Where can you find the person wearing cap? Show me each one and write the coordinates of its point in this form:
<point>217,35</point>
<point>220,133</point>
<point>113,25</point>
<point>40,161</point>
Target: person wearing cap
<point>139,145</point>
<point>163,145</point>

####

_Exercise instructions_
Reproduce each of the items above verbatim, with every line left unchanged.

_Solution for this exercise_
Where can you find the person wearing cap? Show me each one and write the coordinates of its point in this form:
<point>217,35</point>
<point>220,133</point>
<point>113,25</point>
<point>40,161</point>
Target: person wearing cap
<point>139,145</point>
<point>163,145</point>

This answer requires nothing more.